» Task requirements: Rewrite the material from its start through the line containing "[0,444,1140,641]", putting "football" wherever "soccer ball" appears and changing nothing else. Omit the pictures from your answer.

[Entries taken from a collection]
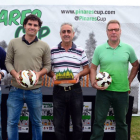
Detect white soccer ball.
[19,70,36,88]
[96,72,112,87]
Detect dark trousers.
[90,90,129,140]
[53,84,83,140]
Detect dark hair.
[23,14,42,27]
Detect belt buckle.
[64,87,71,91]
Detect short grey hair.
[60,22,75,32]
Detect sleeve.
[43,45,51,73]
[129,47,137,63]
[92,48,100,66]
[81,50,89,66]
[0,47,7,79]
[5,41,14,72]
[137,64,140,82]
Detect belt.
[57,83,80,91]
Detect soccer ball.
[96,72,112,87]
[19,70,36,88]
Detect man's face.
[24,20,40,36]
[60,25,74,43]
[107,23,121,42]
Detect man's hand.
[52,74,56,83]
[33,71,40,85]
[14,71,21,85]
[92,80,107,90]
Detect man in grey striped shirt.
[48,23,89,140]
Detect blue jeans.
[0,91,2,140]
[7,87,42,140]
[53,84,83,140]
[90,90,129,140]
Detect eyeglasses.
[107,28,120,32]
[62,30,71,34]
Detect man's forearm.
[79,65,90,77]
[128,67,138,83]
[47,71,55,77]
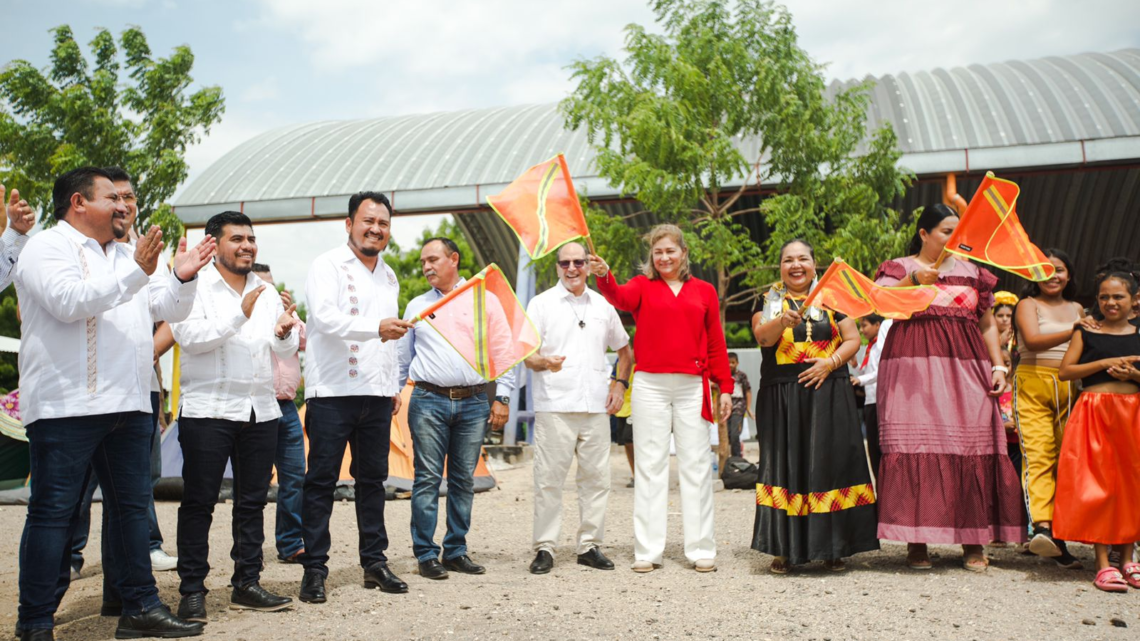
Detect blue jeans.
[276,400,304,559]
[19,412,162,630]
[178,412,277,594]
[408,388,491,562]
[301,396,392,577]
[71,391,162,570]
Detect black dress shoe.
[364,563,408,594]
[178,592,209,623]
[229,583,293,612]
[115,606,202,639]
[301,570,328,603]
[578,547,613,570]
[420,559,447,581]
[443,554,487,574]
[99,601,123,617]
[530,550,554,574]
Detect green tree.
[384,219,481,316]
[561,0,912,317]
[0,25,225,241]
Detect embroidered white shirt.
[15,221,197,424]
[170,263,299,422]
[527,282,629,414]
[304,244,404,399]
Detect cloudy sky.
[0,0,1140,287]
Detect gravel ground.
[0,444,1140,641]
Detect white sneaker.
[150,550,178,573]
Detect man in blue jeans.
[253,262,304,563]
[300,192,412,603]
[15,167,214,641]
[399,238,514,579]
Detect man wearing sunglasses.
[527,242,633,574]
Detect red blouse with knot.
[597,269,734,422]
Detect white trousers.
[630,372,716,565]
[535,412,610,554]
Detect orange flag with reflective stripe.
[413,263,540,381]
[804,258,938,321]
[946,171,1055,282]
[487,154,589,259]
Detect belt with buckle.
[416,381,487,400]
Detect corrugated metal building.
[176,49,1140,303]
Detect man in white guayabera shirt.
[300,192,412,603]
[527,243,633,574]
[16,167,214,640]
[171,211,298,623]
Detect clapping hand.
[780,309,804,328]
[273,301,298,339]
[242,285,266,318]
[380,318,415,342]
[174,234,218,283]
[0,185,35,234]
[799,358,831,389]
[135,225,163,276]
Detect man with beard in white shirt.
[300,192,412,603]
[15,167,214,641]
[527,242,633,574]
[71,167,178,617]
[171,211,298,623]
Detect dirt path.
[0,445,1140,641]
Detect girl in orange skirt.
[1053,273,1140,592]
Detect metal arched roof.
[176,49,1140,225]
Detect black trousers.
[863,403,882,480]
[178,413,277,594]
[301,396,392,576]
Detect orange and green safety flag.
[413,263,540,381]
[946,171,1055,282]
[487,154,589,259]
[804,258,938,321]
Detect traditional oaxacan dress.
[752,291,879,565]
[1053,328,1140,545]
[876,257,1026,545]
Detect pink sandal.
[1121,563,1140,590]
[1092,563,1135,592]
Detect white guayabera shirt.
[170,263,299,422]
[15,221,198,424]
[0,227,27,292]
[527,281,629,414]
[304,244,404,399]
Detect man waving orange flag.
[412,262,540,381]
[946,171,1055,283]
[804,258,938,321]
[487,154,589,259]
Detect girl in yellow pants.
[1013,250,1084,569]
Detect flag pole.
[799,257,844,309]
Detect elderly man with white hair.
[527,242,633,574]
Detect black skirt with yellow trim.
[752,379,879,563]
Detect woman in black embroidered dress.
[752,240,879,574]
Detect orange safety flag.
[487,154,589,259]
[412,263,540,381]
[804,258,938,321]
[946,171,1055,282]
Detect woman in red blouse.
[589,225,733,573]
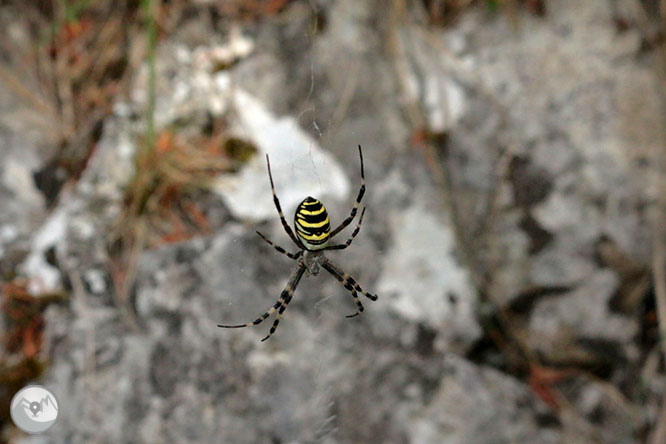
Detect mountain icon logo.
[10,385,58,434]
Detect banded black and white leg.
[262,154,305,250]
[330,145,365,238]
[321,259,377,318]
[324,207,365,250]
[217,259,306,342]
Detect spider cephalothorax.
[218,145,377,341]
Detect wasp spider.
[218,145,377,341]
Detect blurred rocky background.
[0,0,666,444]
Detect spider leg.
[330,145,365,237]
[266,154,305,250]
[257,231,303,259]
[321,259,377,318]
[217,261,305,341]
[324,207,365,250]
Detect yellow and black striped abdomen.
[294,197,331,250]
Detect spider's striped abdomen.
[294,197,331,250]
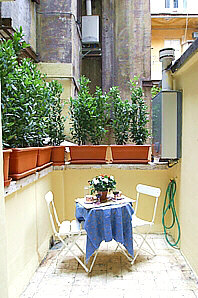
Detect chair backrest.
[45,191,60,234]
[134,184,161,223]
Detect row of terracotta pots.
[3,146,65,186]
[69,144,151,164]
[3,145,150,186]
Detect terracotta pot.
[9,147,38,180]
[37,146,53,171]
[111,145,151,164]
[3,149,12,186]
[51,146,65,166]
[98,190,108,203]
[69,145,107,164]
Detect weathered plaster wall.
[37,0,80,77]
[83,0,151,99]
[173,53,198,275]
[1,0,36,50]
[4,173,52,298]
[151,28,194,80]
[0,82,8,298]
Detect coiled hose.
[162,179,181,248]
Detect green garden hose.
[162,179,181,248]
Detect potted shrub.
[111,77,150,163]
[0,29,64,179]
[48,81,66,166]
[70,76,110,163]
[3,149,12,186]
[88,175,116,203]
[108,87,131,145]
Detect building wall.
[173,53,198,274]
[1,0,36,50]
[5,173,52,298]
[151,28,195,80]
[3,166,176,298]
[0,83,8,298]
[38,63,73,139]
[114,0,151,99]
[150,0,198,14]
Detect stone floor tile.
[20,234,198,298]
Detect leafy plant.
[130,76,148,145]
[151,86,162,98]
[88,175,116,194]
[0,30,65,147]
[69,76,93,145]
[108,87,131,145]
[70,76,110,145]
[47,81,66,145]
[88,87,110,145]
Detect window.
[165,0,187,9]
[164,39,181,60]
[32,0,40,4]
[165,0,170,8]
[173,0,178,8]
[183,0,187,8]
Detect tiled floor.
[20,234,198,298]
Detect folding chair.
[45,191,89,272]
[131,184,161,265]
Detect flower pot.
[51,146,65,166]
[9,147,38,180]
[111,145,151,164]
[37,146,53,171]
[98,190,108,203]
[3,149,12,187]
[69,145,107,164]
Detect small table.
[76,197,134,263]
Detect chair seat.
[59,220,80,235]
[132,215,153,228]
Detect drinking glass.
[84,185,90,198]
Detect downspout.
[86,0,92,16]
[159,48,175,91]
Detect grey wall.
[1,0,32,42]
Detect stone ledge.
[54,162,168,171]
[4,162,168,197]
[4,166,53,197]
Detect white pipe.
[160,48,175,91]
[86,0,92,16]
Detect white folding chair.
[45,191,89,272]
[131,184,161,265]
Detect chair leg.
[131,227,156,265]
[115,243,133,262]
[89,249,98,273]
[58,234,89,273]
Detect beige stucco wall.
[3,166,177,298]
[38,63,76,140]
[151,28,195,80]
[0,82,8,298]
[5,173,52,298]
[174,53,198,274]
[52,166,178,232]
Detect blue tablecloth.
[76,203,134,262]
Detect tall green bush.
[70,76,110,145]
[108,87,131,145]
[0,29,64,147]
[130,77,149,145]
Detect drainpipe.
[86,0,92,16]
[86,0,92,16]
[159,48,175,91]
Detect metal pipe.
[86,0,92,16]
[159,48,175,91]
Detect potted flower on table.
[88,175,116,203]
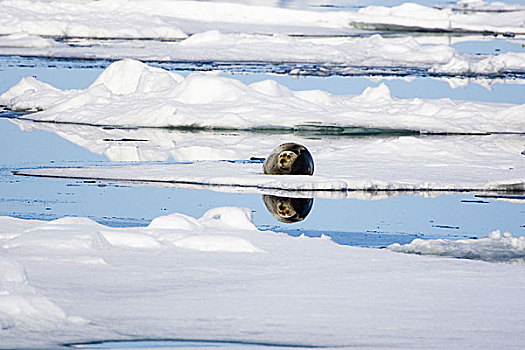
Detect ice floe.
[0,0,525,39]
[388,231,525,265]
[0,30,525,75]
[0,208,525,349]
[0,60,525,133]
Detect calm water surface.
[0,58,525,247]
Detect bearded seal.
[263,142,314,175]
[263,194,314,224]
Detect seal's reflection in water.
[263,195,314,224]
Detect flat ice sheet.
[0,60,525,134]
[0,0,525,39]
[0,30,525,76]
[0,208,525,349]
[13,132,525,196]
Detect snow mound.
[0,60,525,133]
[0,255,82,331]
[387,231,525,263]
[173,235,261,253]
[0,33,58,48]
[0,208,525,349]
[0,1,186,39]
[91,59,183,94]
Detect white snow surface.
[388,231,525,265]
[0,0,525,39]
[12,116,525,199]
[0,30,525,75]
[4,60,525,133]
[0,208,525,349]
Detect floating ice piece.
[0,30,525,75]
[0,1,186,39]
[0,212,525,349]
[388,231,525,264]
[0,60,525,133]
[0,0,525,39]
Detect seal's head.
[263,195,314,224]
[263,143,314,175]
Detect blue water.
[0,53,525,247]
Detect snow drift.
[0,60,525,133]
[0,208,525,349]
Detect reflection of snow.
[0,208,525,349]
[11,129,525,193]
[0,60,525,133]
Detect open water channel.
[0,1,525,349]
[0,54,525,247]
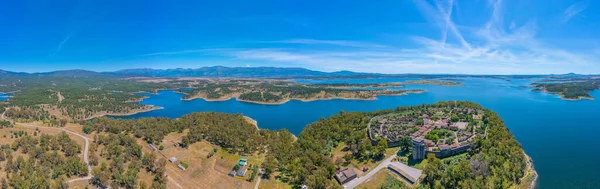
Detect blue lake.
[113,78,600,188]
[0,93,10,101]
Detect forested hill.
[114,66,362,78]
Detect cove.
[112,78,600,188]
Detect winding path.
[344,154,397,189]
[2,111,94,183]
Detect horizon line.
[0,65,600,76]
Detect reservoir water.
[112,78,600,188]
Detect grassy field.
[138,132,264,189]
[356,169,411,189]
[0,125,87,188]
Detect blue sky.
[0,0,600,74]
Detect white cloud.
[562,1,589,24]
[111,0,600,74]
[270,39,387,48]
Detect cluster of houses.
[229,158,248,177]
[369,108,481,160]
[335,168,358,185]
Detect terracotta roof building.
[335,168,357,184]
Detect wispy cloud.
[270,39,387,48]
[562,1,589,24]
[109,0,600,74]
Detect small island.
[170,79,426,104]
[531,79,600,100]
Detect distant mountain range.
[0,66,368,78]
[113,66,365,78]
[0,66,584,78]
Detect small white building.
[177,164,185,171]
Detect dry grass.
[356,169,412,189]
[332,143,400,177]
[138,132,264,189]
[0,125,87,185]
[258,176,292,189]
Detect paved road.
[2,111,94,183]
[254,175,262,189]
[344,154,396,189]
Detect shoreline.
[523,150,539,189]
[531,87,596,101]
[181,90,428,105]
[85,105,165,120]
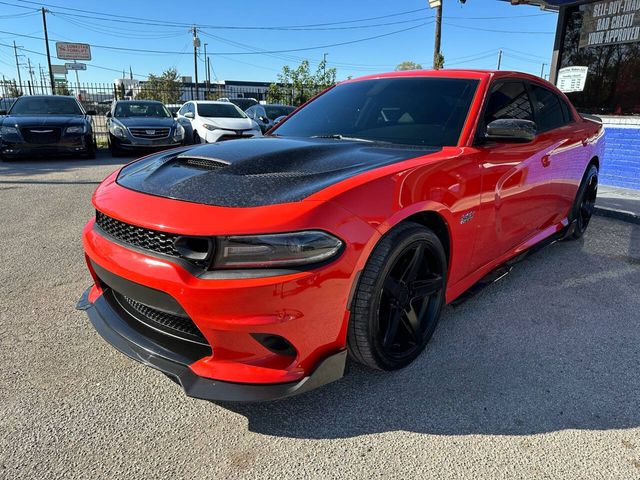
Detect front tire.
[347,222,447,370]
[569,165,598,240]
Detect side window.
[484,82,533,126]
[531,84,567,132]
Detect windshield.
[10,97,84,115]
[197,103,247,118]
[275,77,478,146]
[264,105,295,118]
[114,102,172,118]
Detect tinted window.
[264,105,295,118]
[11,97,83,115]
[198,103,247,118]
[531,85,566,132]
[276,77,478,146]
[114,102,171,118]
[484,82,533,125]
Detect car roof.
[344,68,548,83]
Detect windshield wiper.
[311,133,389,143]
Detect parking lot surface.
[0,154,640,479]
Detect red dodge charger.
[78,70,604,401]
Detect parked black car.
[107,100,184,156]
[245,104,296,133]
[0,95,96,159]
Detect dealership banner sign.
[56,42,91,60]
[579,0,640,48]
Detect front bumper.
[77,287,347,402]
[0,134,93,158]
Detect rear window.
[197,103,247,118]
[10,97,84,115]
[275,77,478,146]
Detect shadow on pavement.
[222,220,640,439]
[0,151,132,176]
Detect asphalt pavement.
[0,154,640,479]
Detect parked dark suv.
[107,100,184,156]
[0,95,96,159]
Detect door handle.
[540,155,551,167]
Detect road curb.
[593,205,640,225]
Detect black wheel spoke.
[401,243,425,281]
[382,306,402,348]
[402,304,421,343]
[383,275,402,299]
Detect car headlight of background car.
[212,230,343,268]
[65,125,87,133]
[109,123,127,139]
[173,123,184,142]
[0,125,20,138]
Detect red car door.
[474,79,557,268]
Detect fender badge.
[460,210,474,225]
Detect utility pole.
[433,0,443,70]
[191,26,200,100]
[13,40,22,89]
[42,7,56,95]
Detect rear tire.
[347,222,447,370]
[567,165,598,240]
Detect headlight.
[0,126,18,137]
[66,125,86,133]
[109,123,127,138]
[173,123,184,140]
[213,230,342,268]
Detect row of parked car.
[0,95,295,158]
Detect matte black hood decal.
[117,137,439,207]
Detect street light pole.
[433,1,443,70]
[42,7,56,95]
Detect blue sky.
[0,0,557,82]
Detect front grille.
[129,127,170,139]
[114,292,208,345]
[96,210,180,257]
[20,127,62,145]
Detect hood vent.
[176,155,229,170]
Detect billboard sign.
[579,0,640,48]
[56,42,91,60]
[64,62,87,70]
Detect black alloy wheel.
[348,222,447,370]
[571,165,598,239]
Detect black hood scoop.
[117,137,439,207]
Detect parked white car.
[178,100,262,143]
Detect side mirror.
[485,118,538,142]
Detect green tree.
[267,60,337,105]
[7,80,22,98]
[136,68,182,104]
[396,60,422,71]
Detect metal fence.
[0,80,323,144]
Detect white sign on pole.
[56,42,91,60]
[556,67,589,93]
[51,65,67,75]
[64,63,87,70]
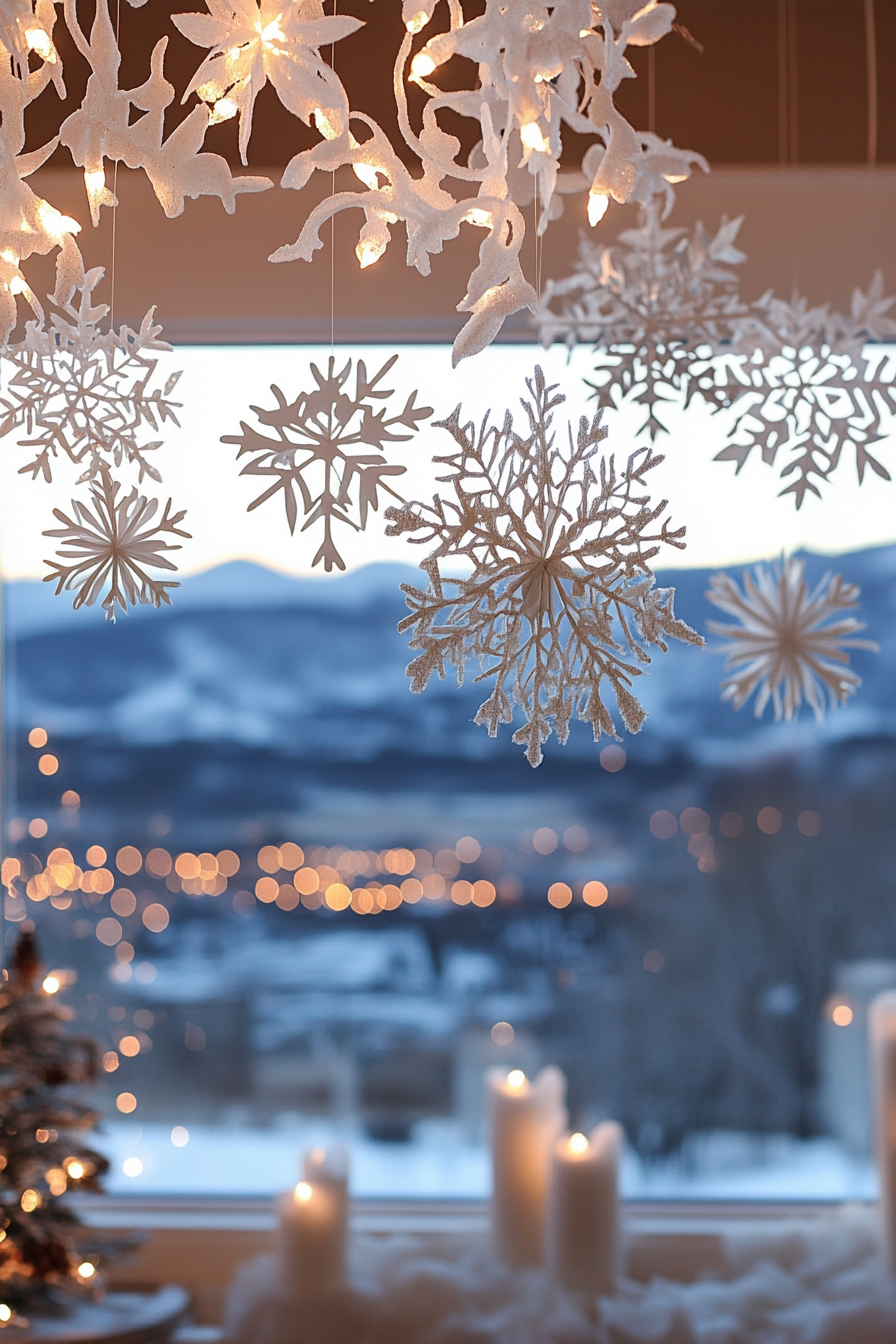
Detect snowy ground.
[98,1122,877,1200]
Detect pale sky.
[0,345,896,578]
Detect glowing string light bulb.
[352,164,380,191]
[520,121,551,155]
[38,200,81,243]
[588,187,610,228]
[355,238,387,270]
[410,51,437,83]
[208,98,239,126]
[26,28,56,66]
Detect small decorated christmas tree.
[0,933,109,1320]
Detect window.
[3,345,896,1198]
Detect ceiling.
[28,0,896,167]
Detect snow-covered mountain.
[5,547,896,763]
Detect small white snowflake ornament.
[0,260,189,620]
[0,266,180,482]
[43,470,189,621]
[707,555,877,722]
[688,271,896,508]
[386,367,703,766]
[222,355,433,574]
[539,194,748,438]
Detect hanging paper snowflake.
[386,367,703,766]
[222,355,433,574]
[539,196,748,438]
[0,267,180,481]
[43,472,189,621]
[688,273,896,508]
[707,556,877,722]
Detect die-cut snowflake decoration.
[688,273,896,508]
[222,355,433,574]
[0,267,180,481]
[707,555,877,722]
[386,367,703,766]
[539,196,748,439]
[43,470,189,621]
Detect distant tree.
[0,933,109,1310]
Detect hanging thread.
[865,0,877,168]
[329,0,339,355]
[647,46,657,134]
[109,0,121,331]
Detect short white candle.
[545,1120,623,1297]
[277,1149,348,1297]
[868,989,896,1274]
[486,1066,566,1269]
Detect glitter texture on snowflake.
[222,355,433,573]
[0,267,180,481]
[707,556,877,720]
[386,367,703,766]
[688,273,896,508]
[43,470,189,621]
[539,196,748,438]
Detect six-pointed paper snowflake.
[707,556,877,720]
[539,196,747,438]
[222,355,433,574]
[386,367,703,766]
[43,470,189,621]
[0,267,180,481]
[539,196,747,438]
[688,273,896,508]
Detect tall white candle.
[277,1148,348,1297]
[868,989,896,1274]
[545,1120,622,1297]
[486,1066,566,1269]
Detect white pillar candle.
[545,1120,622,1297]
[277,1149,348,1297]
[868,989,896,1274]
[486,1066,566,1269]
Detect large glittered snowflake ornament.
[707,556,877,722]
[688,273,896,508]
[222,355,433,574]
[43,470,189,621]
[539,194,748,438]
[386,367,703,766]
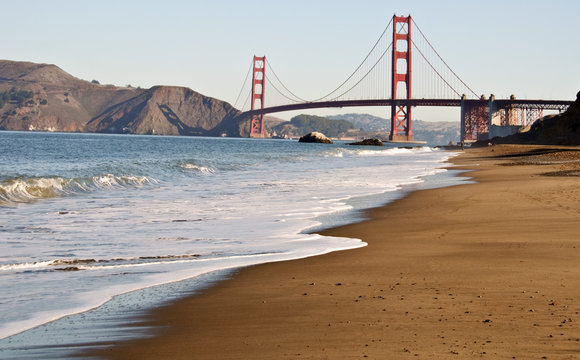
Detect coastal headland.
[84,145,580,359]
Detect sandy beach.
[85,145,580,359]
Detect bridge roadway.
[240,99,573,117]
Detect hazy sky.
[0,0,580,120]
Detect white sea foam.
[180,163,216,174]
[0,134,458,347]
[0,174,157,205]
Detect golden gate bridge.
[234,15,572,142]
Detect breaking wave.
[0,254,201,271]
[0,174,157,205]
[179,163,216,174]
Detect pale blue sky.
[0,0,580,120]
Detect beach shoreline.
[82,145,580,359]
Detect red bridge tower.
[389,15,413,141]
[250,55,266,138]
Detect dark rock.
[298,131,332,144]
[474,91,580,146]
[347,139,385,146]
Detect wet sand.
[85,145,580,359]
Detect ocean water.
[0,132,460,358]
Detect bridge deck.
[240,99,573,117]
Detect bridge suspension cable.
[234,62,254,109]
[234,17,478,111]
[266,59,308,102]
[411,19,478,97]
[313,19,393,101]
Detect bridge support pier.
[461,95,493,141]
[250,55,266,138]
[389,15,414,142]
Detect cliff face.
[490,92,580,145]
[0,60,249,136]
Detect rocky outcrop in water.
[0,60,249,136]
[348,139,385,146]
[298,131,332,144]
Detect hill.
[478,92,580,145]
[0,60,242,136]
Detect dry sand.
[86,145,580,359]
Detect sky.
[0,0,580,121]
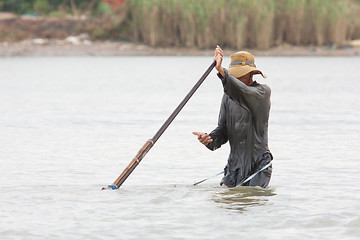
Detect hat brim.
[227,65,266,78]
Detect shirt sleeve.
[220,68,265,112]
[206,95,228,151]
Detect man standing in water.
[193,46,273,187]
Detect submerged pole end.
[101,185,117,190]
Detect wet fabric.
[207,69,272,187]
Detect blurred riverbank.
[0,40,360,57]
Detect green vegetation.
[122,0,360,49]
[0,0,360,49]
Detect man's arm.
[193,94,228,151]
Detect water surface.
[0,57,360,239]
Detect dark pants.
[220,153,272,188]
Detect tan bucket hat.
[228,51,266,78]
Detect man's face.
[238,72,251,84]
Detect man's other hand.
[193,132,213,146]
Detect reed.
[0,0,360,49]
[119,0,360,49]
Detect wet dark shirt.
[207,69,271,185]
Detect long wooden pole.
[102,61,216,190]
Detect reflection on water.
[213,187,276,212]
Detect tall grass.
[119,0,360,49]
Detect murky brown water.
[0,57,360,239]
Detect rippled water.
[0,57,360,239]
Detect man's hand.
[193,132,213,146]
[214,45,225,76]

» Full solution:
Detect white football.
[19,70,36,88]
[96,72,112,87]
Detect dark trousers.
[90,90,129,140]
[53,84,83,140]
Detect dark hair.
[23,14,42,27]
Detect belt buckle.
[64,87,71,91]
Detect short grey hair.
[60,22,75,32]
Detect sleeve.
[43,45,51,73]
[129,47,137,63]
[92,48,100,66]
[81,50,89,66]
[0,47,7,79]
[5,41,14,72]
[137,64,140,82]
Detect belt.
[57,83,80,91]
Detect football.
[96,72,112,87]
[19,70,36,88]
Detect man's face.
[24,20,40,36]
[60,25,74,43]
[107,23,121,42]
Detect man's hand.
[52,74,56,83]
[33,71,40,85]
[14,71,21,85]
[92,80,107,90]
Detect man in grey striped shirt.
[48,23,89,140]
Detect blue jeans.
[0,91,2,140]
[7,87,42,140]
[53,84,83,140]
[90,90,129,140]
Detect eyeglasses.
[107,28,120,32]
[62,30,71,34]
Detect man's forearm.
[79,65,90,77]
[128,67,138,83]
[47,71,55,77]
Detect blue jeans.
[276,400,304,559]
[19,412,162,630]
[178,412,277,594]
[408,388,491,562]
[301,396,392,577]
[71,391,162,570]
Detect black dress shoe.
[364,563,408,594]
[178,592,209,623]
[229,583,293,612]
[115,606,202,639]
[301,570,328,603]
[578,547,613,570]
[420,559,447,581]
[443,554,487,574]
[99,601,123,617]
[530,550,554,574]
Detect green tree.
[384,219,481,316]
[561,0,912,317]
[0,25,225,241]
Detect embroidered white shirt.
[15,221,197,424]
[170,263,299,422]
[527,282,629,414]
[304,244,404,399]
Detect cloudy sky.
[0,0,1140,287]
Detect gravel ground.
[0,444,1140,641]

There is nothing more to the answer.